## BRIEF 1
In the travel text about Hong Kong and Taipei, what is the name of the square that the four main buildings of the Chiang-Shek Memorial complex face?
## BRIEF 2
Repeat the travel text about Hong Kong and Taipei from "Density monstrosity: Hong" up to and including "of Hong Kong.".

The impressive Hong Kong skyline seen from Kowloon.
Fascinatingly dense vertical living Hong Kong style.
The Hong Kong spatial squeeze: a tower erupts between a break in tenements.
Hong Kong at night (1): the Temple Street Night Market seen from above.
Hong Kong at night (2): night-time neon lights in Kowloon.
The Hong Kong skyline puts on a world class performance at night.
The impressive Hong Kong skyline seen from Kowloon.
Density monstrosity: Hong Kong's 'Monster Building'.
The Taiwanese capital Taipei doesn't make a particularly good first impression. The road leading from the international airport is littered with low rise carbuncles which rekindled memories of my travels in eastern Europe. On first meeting, Taipei feels austere, heavy, almost Soviet in appearance. Was I in Taipei or Tirana? Some of Taipei's buildings also feature incongruous embellishments such as turrets and cones which seem completely out of keeping with the place, like some unlikely architectural collaboration between the USSR and Disneyland. However, I wasn't too worried; I consider myself particularly adept at finding the beauty in the least photogenic of places. At least, I thought, Taipei's low-rise blandscape would be the perfect antidote to the dizzying verticality and relentless intensity of Hong Kong.
We based ourselves in the Zhongzheng district of the city - a mere few hundred metres from the beautiful Chiang-Shek Memorial complex, an ensemble of traditional white buildings with striking blue tiled roofs and a dramatic gateway. Whilst beautiful, this landmark is a difficult place for the Taiwanese acting, as it does, as a reminder of darker times under the rule of China's president Chiang-Shek. The significance of this space can be read in the name of the square into which all four main buildings gaze: Liberty Square. I was to return to the complex the following day as the deluge and grey sky, which had compromised my earlier photographic efforts, had relented; the blue tiles now positively glowing under a clear blue sky. If you want to get a feel for the Taiwanese character, head to Chiang-Shek on a sunny morning to observe their fun-loving, exuberant and open-spirited approach to life. In my time in Taipei I would come across old ladies ballroom dancing under Chiang-Shek's arches, men singing in open-air karaoke competitions (the Taiwanese are obsessed with karaoke) in its gardens, teenagers break-dancing in the shadow of its theatre concert hall and yoga classes for senior citizens taking place on its lawns. Whatever the history of the Chiang-Shek, it is clear that Taipeians have claimed this most national of spaces for their own enjoyment - a kind of spatial reclamation, if you will. This positivity finds its most obvious expression in the Hello Kitty phenomenon from Japan which has been wholeheartedly embraced by the Taiwanese. Indeed, the Taiwanese national airline EVA Air has Hello Kitty livery emblazoned on some of its aircraft. There's a childish innocence about Taiwan that I found quite endearing.

## ROWS

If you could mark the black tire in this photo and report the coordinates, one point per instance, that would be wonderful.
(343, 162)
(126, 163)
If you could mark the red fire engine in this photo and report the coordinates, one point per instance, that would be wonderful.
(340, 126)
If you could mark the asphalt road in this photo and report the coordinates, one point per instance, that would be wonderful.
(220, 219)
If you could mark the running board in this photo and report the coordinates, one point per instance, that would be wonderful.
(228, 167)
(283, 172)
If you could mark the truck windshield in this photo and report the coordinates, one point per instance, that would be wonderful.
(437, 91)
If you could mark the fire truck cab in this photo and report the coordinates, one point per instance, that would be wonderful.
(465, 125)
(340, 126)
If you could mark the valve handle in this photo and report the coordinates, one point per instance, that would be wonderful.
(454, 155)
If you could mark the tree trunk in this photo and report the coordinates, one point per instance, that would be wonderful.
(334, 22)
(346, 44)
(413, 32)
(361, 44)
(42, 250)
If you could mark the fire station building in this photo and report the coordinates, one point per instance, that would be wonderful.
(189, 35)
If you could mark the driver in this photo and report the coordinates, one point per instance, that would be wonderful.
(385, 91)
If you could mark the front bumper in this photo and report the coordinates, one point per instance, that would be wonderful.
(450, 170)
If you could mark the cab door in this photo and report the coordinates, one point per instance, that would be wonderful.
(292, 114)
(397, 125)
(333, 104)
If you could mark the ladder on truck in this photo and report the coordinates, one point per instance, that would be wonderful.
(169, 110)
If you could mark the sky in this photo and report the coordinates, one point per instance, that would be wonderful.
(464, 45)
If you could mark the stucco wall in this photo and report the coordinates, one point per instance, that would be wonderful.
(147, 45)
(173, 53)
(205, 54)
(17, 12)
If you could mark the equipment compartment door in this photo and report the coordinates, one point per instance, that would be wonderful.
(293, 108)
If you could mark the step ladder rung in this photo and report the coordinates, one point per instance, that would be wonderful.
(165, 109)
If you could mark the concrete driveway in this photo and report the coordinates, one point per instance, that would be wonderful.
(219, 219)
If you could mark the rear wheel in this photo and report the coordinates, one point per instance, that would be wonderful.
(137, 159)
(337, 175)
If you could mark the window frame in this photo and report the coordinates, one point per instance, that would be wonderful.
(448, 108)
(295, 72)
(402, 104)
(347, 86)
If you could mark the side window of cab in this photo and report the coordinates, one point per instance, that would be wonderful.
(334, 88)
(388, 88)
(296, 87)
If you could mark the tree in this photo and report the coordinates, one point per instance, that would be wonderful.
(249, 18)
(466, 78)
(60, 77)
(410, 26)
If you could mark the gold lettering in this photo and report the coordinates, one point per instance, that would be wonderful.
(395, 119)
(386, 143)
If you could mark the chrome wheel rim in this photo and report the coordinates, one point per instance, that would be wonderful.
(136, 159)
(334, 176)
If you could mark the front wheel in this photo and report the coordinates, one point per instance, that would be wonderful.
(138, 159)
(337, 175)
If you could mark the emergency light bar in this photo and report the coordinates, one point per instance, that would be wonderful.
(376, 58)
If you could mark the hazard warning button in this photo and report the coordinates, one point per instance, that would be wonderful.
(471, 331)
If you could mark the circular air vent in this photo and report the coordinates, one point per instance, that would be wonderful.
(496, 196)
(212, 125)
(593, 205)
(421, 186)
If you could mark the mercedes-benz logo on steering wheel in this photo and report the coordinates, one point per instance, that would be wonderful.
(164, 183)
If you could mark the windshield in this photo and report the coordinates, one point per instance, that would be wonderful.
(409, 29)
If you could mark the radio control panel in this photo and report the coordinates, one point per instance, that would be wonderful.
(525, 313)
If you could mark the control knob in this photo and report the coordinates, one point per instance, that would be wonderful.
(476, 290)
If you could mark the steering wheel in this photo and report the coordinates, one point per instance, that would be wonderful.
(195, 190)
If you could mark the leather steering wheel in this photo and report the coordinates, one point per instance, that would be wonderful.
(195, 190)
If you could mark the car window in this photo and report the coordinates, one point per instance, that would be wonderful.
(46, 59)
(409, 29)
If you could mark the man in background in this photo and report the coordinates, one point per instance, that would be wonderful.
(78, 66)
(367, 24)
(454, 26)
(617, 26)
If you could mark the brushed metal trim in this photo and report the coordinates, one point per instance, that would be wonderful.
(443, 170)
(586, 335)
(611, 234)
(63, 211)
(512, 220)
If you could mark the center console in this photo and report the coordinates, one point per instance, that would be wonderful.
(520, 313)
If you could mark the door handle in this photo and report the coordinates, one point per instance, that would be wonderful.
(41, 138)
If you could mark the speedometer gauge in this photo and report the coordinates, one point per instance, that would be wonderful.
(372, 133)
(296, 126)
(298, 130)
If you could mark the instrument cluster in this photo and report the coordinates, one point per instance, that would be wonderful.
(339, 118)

## TASK SOLUTION 1
Liberty Square

## TASK SOLUTION 2
Density monstrosity: Hong Kong's 'Monster Building'.
The Taiwanese capital Taipei doesn't make a particularly good first impression. The road leading from the international airport is littered with low rise carbuncles which rekindled memories of my travels in eastern Europe. On first meeting, Taipei feels austere, heavy, almost Soviet in appearance. Was I in Taipei or Tirana? Some of Taipei's buildings also feature incongruous embellishments such as turrets and cones which seem completely out of keeping with the place, like some unlikely architectural collaboration between the USSR and Disneyland. However, I wasn't too worried; I consider myself particularly adept at finding the beauty in the least photogenic of places. At least, I thought, Taipei's low-rise blandscape would be the perfect antidote to the dizzying verticality and relentless intensity of Hong Kong.